**SET EXERCISE:** Repeat the listing exactly as given, omitting every image.

**LISTED ENTRIES:**
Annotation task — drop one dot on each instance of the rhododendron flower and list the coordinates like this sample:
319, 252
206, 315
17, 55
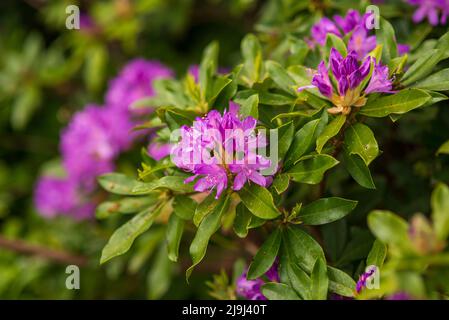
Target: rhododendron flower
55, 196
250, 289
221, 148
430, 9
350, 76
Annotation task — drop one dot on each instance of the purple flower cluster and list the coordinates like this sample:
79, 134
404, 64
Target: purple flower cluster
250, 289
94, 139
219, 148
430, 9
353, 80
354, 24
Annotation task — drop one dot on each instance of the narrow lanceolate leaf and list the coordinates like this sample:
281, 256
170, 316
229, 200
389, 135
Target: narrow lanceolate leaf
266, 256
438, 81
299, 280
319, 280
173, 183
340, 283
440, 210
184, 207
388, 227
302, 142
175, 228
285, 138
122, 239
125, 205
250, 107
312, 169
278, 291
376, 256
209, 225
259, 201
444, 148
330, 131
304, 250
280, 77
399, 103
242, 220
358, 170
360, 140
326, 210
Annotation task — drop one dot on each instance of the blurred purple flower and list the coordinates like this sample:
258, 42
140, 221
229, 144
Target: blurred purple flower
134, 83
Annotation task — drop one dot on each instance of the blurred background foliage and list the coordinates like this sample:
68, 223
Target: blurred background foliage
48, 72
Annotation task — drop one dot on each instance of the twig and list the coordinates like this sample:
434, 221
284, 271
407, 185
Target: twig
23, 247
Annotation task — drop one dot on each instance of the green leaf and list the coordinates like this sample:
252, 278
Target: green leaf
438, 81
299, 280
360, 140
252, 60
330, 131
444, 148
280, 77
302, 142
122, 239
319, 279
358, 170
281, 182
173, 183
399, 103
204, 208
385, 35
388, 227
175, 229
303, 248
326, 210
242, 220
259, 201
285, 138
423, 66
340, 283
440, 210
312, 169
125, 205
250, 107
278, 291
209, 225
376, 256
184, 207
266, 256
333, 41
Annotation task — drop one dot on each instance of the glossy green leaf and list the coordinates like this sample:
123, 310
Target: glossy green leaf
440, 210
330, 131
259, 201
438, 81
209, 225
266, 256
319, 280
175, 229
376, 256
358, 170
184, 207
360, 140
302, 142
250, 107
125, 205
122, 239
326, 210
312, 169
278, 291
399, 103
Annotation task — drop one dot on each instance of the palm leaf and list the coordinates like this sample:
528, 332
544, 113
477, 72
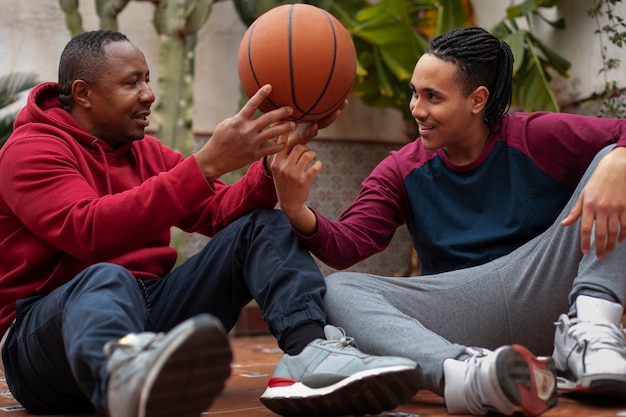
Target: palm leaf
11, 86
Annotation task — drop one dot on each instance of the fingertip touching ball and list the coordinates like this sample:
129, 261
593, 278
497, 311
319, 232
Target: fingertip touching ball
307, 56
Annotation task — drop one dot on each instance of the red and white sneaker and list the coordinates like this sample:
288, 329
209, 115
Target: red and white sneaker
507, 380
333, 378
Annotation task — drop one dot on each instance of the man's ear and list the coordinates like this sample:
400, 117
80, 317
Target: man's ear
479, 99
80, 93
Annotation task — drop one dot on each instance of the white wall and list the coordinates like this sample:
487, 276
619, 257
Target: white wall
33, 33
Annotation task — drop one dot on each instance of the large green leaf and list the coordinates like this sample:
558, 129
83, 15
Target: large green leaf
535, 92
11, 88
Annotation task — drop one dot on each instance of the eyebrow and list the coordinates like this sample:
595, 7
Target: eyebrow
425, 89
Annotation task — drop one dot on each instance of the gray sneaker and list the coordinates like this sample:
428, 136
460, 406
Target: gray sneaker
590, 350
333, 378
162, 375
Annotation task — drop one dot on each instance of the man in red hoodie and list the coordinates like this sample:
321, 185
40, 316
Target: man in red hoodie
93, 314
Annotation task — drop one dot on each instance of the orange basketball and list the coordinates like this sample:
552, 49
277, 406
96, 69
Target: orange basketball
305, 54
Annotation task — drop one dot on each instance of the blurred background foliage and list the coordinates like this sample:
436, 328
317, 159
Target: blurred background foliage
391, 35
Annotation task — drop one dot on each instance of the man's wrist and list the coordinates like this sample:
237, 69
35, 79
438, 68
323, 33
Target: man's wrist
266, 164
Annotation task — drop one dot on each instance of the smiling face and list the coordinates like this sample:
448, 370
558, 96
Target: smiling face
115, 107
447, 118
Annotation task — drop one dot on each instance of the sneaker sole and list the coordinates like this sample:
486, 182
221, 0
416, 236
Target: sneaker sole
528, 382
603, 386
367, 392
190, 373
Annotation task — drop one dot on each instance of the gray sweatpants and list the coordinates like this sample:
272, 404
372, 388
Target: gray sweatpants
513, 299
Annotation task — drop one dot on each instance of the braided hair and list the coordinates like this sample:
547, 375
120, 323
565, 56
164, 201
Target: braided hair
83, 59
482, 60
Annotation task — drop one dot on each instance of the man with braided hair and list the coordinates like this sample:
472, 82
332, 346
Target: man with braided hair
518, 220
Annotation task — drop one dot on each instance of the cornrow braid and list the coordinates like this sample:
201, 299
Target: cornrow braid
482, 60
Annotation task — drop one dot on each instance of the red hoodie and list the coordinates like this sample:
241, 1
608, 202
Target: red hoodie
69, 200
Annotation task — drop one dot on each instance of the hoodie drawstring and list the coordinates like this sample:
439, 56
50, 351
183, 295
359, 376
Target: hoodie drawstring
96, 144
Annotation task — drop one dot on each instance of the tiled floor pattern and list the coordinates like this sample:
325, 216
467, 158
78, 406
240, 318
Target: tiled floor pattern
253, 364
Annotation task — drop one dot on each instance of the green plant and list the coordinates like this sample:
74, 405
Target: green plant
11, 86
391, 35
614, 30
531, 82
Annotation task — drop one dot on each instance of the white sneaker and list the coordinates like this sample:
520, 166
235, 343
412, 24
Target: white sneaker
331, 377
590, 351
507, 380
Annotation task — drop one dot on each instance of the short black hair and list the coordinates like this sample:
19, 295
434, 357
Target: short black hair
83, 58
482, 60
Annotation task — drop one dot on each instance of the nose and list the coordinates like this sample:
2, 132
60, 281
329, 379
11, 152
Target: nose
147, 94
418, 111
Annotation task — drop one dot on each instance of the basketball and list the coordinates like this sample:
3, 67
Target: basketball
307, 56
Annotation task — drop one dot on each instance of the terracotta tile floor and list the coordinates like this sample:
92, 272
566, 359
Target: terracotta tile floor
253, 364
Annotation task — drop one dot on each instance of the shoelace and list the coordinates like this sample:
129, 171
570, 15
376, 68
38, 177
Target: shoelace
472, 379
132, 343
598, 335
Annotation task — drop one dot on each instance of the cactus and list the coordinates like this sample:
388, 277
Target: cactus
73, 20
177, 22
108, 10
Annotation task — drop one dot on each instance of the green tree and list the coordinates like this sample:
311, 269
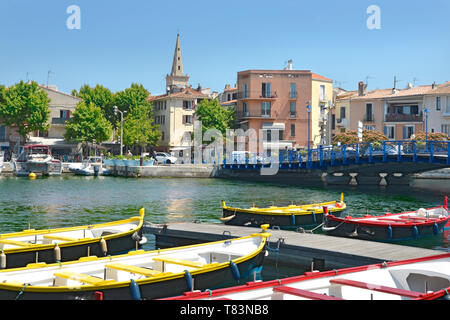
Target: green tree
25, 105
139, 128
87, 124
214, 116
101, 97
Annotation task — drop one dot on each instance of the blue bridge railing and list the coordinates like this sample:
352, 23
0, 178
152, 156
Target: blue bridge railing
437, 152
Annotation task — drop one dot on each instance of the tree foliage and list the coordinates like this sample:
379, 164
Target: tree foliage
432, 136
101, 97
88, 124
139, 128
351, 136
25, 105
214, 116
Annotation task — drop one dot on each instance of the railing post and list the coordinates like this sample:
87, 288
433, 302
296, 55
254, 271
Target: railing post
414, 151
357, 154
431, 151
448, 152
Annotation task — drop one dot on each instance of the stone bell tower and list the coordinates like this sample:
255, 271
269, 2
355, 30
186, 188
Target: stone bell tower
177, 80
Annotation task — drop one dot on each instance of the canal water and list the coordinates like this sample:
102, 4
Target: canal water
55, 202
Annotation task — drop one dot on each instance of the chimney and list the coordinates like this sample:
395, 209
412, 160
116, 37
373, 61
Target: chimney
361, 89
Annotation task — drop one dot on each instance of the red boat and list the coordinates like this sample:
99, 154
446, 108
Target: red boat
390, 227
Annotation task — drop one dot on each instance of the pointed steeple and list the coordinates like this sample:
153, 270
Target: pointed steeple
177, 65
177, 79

**THE SOLUTION:**
Annotation task — drop one dot on each instance of the rhododendron flower and list the coordinates like this sample:
319, 252
206, 315
17, 55
Target: rhododendron flower
55, 196
250, 289
221, 148
430, 9
350, 76
Annotation task — drop one dot on each instance of the purple flower cluster and list the coordinates like this sample:
79, 134
404, 64
Target: purple flower cluster
250, 289
94, 139
219, 148
430, 9
353, 80
354, 24
Annotation task — drop one dot on each instance of the narrow lanceolate leaf and list the coordinates like this sample:
281, 256
170, 316
229, 200
389, 135
Target: narrow lanceolate leaf
266, 256
438, 81
299, 280
319, 280
173, 183
340, 283
440, 210
184, 207
388, 227
302, 142
175, 228
285, 138
122, 239
125, 205
250, 107
312, 169
278, 291
376, 256
209, 225
259, 201
444, 148
330, 131
304, 250
280, 77
399, 103
242, 220
358, 170
360, 140
326, 210
Annotation task — drop one dot on each instance of the blurred purple flower and list the coordinates like this sample:
258, 42
140, 221
229, 144
Target: blurred purple flower
134, 83
Annotation task — drop one dot on each instance of the blurred background foliage and list the coordinates like this sample:
68, 223
Target: blurred background foliage
48, 72
Annotation task — drop one dot on each instance of the twig and list the coordinates like this sample:
434, 221
284, 271
407, 185
Target: twig
23, 247
Annotation task — drop one dot on each instance of the green leaf and list the coordinates like this sample:
252, 278
Target: green leaf
438, 81
299, 280
360, 140
252, 60
330, 131
444, 148
280, 77
302, 142
122, 239
319, 279
358, 170
281, 182
173, 183
399, 103
204, 208
385, 35
388, 227
175, 229
303, 248
326, 210
242, 220
259, 201
285, 138
423, 66
340, 283
440, 210
312, 169
125, 205
250, 107
278, 291
209, 225
376, 256
184, 207
266, 256
333, 41
Annotation task — drop one dot on each instance of the glossy green leaf and list the coordinates like this sample:
123, 310
Target: glossy green leaf
440, 210
330, 131
259, 201
438, 81
209, 225
266, 256
319, 280
175, 229
376, 256
358, 170
184, 207
360, 140
302, 142
250, 107
125, 205
122, 239
326, 210
312, 169
278, 291
399, 103
Annotation task — drop one dot on each instance of the palm leaf and list the coordinates like this sample:
528, 332
544, 113
477, 72
Target: palm leaf
11, 86
Annotation task — drop one dot on each instance of the fingertip touching ball and list the coordinates like this sample:
129, 261
593, 278
497, 311
319, 232
Target: fingertip touching ball
307, 56
Annotation task — drop one dot on each instance of the red and white sneaker and list the coordinates like this sample:
288, 329
209, 115
Target: red and white sneaker
507, 380
333, 378
Annotation task — drop one dot on each instance of the man's ear and list the coordinates like this sample:
400, 117
80, 317
Target: man's ear
479, 99
80, 93
Annotation task — drop one dot on each instance of the white wall and list the coordinates like this sample:
487, 276
619, 257
Target: white wall
33, 33
Annotation task — drop one dot on each instance of the large green leaf and list the coordinates like this sample:
558, 129
83, 15
Target: large green leaf
535, 92
11, 88
Annotation task — drop one dot on each instance of the eyebrow and list the coordinates like this sample:
595, 7
Target: eyebrow
425, 89
Annotation task — drop one dot on each instance of the gray sneaker and list the coordinates like this sample:
428, 136
460, 406
Target: gray sneaker
590, 350
333, 378
162, 375
Annotation task — drop one dot on each instance of the man in red hoodie and list the coordinates like this sample:
321, 185
40, 316
Target: man in red hoodie
93, 314
Annotation task — drop one dot on each instance of the orange basketball and list the coordinates like this sample:
552, 49
277, 406
96, 69
Target: orange basketball
305, 54
Annotation task — drop one dot on each instance of the blurred background foliage and list the coordinates like this sample:
436, 328
317, 159
Target: blurred background foliage
391, 35
Annotation task — drop one dot on each instance of the man's wrist and list the coordinates like this sample:
237, 69
35, 79
438, 68
323, 33
Target: man's wrist
266, 164
Annotation task — drop one dot on each instance of the smiling face and list the coordinates like this sample:
448, 370
558, 96
Target: smiling face
115, 107
447, 118
Annotation task — drop one dot on each instance of the sneaker sole and list the coordinates like this sample:
486, 182
221, 0
416, 236
Target: sneaker sole
528, 382
603, 386
367, 392
190, 373
Annotation task — drop one dot on each instance of the gray sweatpants and list the coordinates like this sample:
272, 404
372, 388
Target: gray sweatpants
513, 299
Annotation task — drop one dot on each instance of the braided hair and list the coordinates like this sample:
547, 375
120, 323
565, 56
164, 201
Target: braided hair
83, 59
482, 60
Annotation task — drop one dot on each instance of the man with braided hair and list the coordinates like this sample:
472, 82
332, 346
Target: man with braided hair
518, 220
Annotation task — drop one dot on each instance of the cornrow braid and list the coordinates like this sample:
201, 299
Target: cornrow braid
482, 60
Annotation task — drop one dot on each instance of the red hoodie and list the coordinates like this sample:
241, 1
608, 202
Target: red hoodie
69, 200
Annotation task — drop one dot on each instance of the hoodie drawstring and list the coordinates like this sample:
439, 56
50, 351
183, 295
359, 376
Target: hoodie drawstring
96, 144
Annotation task — drop one dot on each instance of the tiled floor pattern and list the coordinates like this sample:
325, 216
467, 158
78, 406
240, 318
Target: tiled floor pattern
253, 364
Annotation task — drop one dot on each instance of the green plant and list the coordinates like this sample:
74, 405
Target: green plant
11, 86
391, 35
614, 30
531, 82
Annotation task — drop one dot on each instance of the white sneaker and list the coordinates like this sample:
520, 166
235, 343
412, 24
Target: white sneaker
331, 377
590, 351
507, 380
Annotation task — drop one dot on each instance of the short black hair and list the coordinates like this sample:
19, 295
434, 357
Target: short black hair
83, 58
482, 60
Annotation task — drop one dot on each instance of the nose and list the coordinates like this sample:
2, 132
60, 281
329, 379
11, 152
Target: nose
147, 94
418, 111
Annotation task — drop one dot on each instance of the basketball and list the coordinates like this sample:
3, 67
Target: basketball
307, 56
Annotation task — drop one dot on each instance of the terracotta tile floor and list the coordinates like this sample:
92, 272
566, 359
Target: terracotta tile floor
253, 364
Annotation task — drop one dot on each instance of the shoelace and list the coordinates like this sample:
129, 171
570, 15
376, 68
38, 177
Target: shoelace
472, 379
132, 343
598, 335
Annotation task — drop one dot on each instance of the cactus and list the coordinates like this sample:
388, 277
Target: cactus
73, 20
177, 22
108, 10
Annotation task — drop one dot on each instance of the green tree and list the coordinates like this sample:
311, 269
Target: green tree
25, 105
139, 128
87, 124
214, 116
101, 97
Annotation task — drop one dot on each instance of the blue bridge railing and list the coordinates like this sample:
352, 23
0, 178
152, 156
Target: blue bridge railing
437, 152
Annotation task — drop one dot on each instance of the tree foliage and list the coordinates like this sample:
379, 164
Target: tree foliage
432, 136
101, 97
88, 124
139, 128
351, 136
25, 105
214, 116
Annotation task — drop one dot on each instance of the railing post and list the coordinates like this sample:
87, 288
433, 302
296, 55
254, 271
Target: railing post
414, 151
357, 154
431, 151
448, 152
Annotation task — drop one dot on each instance of the stone bell tower and list the coordinates like this sample:
255, 271
269, 2
355, 30
186, 188
Target: stone bell tower
177, 80
Annotation task — drop one dot on each instance of the canal water and list the coordinates like this sample:
102, 4
Target: canal water
55, 202
Annotation task — drop one dot on each instance of the chimney and list the coordinates like this sample:
395, 209
412, 160
116, 37
373, 61
Target: chimney
361, 89
Annotation task — drop one dot on each instance of the red boat and list the coordinates like this sample:
99, 154
446, 108
Target: red boat
390, 227
Annotation task — drop one dot on each instance of the pointed steeple and list the coordinates like this sample:
153, 270
Target: pointed steeple
177, 65
177, 79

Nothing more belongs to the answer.